### DESCRIPTION OF THE TASK:
In the records below, the line containing "One keypoint belongs on each instance. Annotate the rock face" is the first to keep. Retype it and all later lines exactly, through the end.

### MATERIALS PROVIDED:
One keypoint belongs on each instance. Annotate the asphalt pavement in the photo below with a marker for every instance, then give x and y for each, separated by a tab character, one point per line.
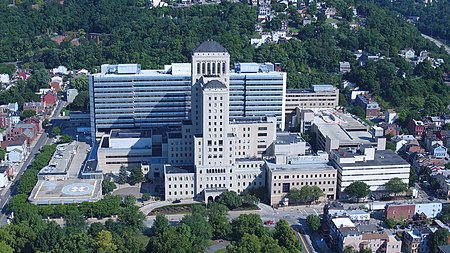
43	140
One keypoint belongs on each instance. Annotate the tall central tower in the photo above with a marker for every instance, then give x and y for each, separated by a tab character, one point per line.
210	116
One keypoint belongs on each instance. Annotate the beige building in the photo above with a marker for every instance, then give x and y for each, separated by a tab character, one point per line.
317	97
302	171
362	236
334	129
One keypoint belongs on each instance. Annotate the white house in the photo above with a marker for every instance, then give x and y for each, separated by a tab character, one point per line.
15	156
4	79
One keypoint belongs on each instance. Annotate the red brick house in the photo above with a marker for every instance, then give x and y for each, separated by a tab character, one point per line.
399	212
36	121
38	107
49	99
415	127
56	86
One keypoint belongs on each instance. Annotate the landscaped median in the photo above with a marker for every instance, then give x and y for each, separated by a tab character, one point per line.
230	199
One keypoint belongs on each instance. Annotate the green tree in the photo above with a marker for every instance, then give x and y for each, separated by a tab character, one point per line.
75	222
391	145
171	240
27	114
248	243
123	175
136	176
247	223
217	217
50	238
78	242
146	196
65	138
286	237
306	194
104	242
313	222
131	217
160	224
2	154
439	238
108	186
391	222
129	200
200	231
4	248
81	102
349	249
230	199
81	83
396	186
358	190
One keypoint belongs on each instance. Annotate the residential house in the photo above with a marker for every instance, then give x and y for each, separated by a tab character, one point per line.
55	86
71	94
16	150
407	53
49	99
439	151
371	107
4	79
38	107
431	141
9	119
36	120
390	116
408	211
442	179
416	240
344	67
60	70
415	127
330	12
391	129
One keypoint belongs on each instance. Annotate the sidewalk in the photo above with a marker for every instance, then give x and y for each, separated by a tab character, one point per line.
147	208
18	166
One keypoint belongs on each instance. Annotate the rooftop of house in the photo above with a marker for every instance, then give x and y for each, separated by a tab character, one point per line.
313	89
179	169
305	166
210	46
382	157
61	159
214	84
288	138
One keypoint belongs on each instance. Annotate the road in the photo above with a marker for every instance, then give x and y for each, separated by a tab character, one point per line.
43	140
437	42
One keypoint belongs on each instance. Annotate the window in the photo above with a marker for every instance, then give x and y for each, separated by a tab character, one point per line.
286	187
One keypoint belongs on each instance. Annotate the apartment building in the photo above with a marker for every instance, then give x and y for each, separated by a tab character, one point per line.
283	175
126	96
345	233
374	167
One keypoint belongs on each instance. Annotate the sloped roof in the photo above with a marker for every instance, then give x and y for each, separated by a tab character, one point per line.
215	84
210	46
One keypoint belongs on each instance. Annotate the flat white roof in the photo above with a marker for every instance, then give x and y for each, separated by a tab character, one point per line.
343	222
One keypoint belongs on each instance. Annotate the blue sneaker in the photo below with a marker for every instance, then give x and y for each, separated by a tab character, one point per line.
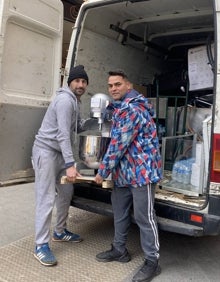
66	236
45	256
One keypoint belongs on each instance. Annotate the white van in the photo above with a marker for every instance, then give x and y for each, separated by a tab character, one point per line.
168	48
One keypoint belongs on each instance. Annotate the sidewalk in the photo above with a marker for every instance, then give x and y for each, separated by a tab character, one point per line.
16	212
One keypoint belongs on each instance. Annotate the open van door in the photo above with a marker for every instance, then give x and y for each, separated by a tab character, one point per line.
30	62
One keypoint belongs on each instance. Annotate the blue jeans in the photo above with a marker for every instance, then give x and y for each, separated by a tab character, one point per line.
142	199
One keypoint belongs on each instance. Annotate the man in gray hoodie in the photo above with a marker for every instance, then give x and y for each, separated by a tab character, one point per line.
52	156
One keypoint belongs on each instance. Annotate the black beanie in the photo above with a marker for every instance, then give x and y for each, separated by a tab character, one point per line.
77	72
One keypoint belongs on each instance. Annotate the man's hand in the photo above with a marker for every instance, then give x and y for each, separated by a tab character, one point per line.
98	179
72	173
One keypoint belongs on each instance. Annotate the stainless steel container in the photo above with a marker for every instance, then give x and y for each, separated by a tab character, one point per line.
92	149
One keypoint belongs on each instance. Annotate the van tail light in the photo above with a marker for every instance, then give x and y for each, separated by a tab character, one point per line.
196	218
215	170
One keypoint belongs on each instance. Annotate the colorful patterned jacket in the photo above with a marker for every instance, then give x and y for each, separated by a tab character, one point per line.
133	155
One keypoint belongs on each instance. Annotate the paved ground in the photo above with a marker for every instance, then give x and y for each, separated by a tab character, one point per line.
183	259
16	212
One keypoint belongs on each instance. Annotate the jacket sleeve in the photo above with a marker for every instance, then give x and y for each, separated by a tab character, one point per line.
65	112
124	130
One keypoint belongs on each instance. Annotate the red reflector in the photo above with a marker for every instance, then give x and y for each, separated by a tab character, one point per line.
196	218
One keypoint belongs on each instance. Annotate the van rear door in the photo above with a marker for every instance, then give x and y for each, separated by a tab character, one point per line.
30	61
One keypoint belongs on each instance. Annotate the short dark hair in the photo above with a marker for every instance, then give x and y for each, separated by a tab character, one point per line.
118	72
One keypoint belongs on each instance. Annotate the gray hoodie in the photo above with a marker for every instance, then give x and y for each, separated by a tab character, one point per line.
60	121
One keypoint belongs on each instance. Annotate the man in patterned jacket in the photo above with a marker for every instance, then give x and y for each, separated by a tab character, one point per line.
133	158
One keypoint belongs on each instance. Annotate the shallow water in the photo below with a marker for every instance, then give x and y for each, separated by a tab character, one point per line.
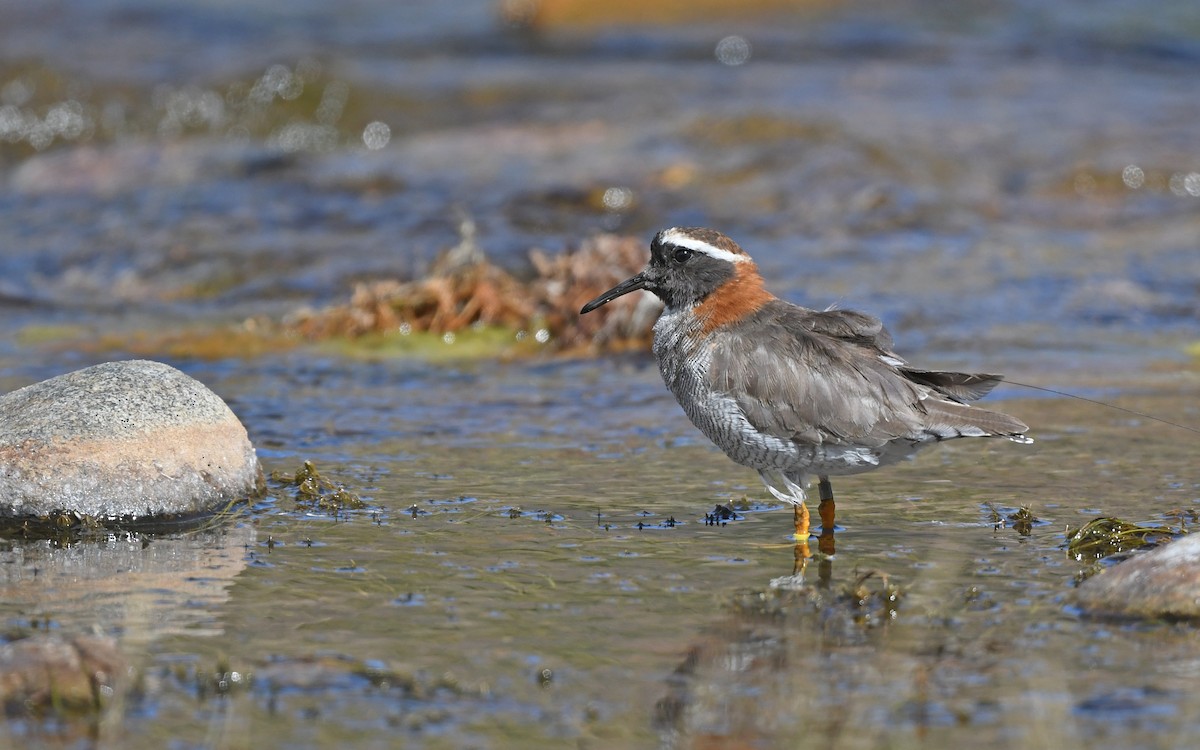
533	567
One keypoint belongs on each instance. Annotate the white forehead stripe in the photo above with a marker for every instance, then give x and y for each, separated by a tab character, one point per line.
682	240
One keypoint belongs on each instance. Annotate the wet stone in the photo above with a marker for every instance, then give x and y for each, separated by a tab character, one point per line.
131	441
47	671
1161	583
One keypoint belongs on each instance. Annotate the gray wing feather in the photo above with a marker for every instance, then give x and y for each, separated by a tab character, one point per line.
801	381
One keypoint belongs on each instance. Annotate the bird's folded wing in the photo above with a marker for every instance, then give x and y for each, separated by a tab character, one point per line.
814	388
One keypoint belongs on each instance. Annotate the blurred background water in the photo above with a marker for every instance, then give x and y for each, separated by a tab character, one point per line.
1012	186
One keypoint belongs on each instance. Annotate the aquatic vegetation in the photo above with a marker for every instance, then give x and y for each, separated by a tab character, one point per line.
1105	537
315	491
466	292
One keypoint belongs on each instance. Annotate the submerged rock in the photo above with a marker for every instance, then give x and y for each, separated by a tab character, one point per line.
1161	583
121	441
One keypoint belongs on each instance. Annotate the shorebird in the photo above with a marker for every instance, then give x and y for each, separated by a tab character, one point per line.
790	391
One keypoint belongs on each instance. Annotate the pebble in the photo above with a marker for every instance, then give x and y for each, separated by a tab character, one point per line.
1161	583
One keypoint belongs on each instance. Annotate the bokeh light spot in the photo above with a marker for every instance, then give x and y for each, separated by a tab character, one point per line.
618	198
1133	177
376	135
733	51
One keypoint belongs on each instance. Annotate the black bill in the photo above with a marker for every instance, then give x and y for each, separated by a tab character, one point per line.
630	285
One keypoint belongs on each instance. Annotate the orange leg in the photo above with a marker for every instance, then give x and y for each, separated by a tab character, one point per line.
802	522
827	510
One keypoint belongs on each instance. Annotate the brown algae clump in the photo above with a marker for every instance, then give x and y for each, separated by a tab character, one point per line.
312	490
465	292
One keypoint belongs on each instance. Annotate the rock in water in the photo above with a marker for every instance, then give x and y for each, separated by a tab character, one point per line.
1161	583
121	441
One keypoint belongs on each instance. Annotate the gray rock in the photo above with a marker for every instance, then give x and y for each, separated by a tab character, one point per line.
1161	583
131	439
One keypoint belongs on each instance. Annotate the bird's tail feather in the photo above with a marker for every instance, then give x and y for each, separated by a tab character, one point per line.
957	385
951	420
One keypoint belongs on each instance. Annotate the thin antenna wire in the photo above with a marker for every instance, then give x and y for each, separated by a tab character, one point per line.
1109	406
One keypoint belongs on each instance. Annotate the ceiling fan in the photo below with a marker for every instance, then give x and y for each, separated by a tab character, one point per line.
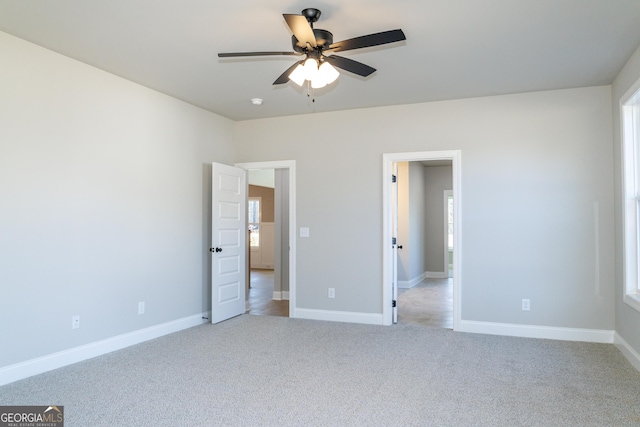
317	68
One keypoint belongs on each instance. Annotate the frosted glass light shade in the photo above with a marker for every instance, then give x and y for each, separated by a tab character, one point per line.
328	73
318	82
297	75
310	69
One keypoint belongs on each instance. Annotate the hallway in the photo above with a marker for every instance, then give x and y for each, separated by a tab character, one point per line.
261	300
429	303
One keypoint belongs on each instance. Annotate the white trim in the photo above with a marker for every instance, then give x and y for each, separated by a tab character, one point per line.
627	351
437	274
340	316
388	159
535	331
39	365
447	261
406	284
630	142
291	165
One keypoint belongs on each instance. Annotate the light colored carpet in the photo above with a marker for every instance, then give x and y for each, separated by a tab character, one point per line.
275	371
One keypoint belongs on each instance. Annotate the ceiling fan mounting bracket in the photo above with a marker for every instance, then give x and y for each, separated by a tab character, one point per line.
311	14
324	39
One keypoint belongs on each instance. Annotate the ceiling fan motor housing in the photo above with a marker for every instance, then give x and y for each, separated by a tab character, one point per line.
324	39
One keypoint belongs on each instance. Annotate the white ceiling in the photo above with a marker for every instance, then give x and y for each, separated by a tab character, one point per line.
454	48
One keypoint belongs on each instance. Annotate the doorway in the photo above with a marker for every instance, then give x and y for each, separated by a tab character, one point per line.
271	284
425	241
438	287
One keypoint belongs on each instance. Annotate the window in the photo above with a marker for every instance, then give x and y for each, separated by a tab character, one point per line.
254	214
630	112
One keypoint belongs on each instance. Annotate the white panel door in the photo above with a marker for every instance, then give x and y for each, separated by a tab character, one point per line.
228	241
394	248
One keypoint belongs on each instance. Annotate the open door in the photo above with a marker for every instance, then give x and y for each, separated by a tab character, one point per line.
394	242
228	241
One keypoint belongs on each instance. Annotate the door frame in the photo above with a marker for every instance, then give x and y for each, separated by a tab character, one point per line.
291	166
388	159
446	195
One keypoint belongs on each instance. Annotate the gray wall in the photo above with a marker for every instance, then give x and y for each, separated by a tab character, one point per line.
437	180
417	225
627	318
532	167
104	202
411	224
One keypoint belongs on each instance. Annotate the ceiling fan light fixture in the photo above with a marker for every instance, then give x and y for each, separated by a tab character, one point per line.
310	69
328	72
318	82
297	75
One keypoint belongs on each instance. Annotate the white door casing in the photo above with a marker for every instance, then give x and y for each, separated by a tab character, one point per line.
290	165
228	241
388	256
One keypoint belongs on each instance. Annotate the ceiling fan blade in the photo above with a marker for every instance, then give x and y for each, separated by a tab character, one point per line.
350	65
376	39
239	54
301	29
284	77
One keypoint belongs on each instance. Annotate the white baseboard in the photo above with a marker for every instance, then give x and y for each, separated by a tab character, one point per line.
437	274
406	284
18	371
629	352
535	331
339	316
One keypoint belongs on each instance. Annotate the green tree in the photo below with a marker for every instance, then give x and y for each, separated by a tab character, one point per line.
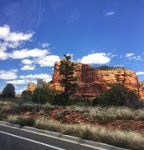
117	95
44	94
8	91
68	81
26	95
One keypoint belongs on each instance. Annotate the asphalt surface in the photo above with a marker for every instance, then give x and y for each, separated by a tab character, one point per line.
16	139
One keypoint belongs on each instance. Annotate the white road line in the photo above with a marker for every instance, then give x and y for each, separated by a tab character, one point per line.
30	140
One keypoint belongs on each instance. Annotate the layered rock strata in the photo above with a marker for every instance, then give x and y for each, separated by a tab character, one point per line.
93	81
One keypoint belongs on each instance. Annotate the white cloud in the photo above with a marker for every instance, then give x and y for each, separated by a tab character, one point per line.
26	53
129	55
9	39
132	56
8	75
18	81
110	13
95	58
8	36
3	55
45	45
27	61
48	60
140	73
28	67
46	77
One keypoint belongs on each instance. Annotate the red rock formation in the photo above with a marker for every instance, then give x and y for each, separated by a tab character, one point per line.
92	82
31	87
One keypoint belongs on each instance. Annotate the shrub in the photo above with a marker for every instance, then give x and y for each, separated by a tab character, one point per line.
80	101
117	95
26	96
43	95
21	120
60	100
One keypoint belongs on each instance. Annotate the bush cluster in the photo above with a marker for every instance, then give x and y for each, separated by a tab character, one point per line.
117	95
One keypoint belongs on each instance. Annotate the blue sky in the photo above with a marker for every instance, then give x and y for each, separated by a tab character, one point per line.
36	33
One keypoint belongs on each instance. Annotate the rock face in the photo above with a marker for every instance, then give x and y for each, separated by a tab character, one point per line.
91	81
31	87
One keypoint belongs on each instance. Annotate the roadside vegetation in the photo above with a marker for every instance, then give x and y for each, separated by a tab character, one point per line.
125	139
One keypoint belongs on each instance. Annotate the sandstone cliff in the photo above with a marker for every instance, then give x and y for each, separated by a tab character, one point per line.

### SOLUTION TO THIS TASK:
One keypoint belongs on each instance. Annotate the rock face in the photo above with a marker for every instance, then give x and y for each, separated by a tab character, one point per line.
91	81
31	87
One keypoint belongs on each instance. Annotate the roadside vegetation in the photo above with a marker for every instance, then give x and y for each, separated by a tab character, one point per line.
125	139
One keypoint belongs on each instance. Annotate the sandstone cliff in the photo above with a marker for every instance, then give x and y for each, separated by a tab character, one point per line.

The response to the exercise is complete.